- Selected text -

Hmm, yea if they're using FCEU they either have to have plugged into the cpp with ctypes (or whatever python to cpp framework they prefer) or written a lua script as a general purpose interface between retro and FCEU (how ppaquette gym-smb works). If it's the latter, you can expect it to be pretty slow. I can't speak for the former, but OpenAI surely has the engineering man hours to make that sort of change happen. I spent days trying to port FCEUX for use with ctypes before giving up because the codebase is huge and hard to follow.

Not a stupid request at all! I think some means of control for frame skipping is an excellent idea and one that is supported by the research. Ultimately, I think the best option (perhaps at the cost of some performance) is to remove frame-skipping from the environment entirely, and instead introduce this functionality using an external wrapper class. This way, users could design their own implementation of the feature without resorting to polymorphism or having to register tons of different environments with gym. It will also be easier to test and have better style since to me, frame skipping in the env is functional envy. Great idea!

Elias Hasle · Answer 46 · Fri Jan 04 2019 00:19:21 GMT+0800 (China Standard Time)

Retro connects directly to cpp. I have spent some time today trying to make a wrapper for retro that makes the experience very similar to the one with yours, borrowing some of your tricks for skipping busy frames: https://gist.github.com/EliasHasle/5958fceccbb10f8279c860caa8c31534
I have not compared performance yet, but it looks OK. The available memory interface requires reading and writing the whole state at once, which I guess is slower than modifying single addresses. It is still fast, but the narrow interface does not allow all the hacking I imagine one can do to improve performance further, e.g. deeper frame skipping (by which I mean sparing pure visualization calculations in the backend, if they exist. They are perhaps contained in the emulator's get_screen method already.).

- What the task requires -
Transcribe the passage of the forum thread from "Elias Hasle ·" to "get_screen method already.).", inclusive.

- Information given -
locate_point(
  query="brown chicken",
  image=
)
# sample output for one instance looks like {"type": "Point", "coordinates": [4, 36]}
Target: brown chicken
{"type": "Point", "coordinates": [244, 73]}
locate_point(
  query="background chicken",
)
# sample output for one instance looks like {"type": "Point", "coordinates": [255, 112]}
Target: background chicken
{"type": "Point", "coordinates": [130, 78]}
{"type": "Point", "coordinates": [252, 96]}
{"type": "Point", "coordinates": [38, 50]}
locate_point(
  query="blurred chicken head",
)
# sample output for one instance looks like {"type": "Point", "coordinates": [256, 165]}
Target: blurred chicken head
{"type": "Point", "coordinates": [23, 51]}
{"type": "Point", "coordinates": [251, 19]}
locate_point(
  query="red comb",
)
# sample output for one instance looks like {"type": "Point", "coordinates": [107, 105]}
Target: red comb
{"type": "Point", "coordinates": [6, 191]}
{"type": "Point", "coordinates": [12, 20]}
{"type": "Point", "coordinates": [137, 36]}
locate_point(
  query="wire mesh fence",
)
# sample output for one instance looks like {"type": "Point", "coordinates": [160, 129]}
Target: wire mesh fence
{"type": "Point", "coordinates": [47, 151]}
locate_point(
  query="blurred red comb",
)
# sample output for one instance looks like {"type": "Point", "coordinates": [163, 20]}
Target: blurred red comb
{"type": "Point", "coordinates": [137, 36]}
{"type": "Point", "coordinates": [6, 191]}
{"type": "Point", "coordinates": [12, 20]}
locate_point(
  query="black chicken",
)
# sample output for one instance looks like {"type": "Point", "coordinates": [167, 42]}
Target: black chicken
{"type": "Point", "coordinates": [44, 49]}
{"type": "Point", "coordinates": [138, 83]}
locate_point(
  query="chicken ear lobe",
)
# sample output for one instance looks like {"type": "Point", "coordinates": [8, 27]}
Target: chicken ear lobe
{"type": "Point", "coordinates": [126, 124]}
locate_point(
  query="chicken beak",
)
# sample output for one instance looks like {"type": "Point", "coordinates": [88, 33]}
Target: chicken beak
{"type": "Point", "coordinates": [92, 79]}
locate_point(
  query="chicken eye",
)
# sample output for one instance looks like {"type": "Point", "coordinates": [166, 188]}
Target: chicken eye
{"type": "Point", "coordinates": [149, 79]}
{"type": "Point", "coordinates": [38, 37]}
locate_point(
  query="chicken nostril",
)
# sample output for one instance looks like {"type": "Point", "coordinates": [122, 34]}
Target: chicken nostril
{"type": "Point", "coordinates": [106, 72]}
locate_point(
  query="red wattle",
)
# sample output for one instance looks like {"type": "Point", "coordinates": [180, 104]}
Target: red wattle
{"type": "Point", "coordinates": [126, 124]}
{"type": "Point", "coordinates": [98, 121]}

- Reply -
Elias Hasle · Answer 46 · Fri Jan 04 2019 00:19:21 GMT+0800 (China Standard Time)

Retro connects directly to cpp. I have spent some time today trying to make a wrapper for retro that makes the experience very similar to the one with yours, borrowing some of your tricks for skipping busy frames: https://gist.github.com/EliasHasle/5958fceccbb10f8279c860caa8c31534
I have not compared performance yet, but it looks OK. The available memory interface requires reading and writing the whole state at once, which I guess is slower than modifying single addresses. It is still fast, but the narrow interface does not allow all the hacking I imagine one can do to improve performance further, e.g. deeper frame skipping (by which I mean sparing pure visualization calculations in the backend, if they exist. They are perhaps contained in the emulator's get_screen method already.).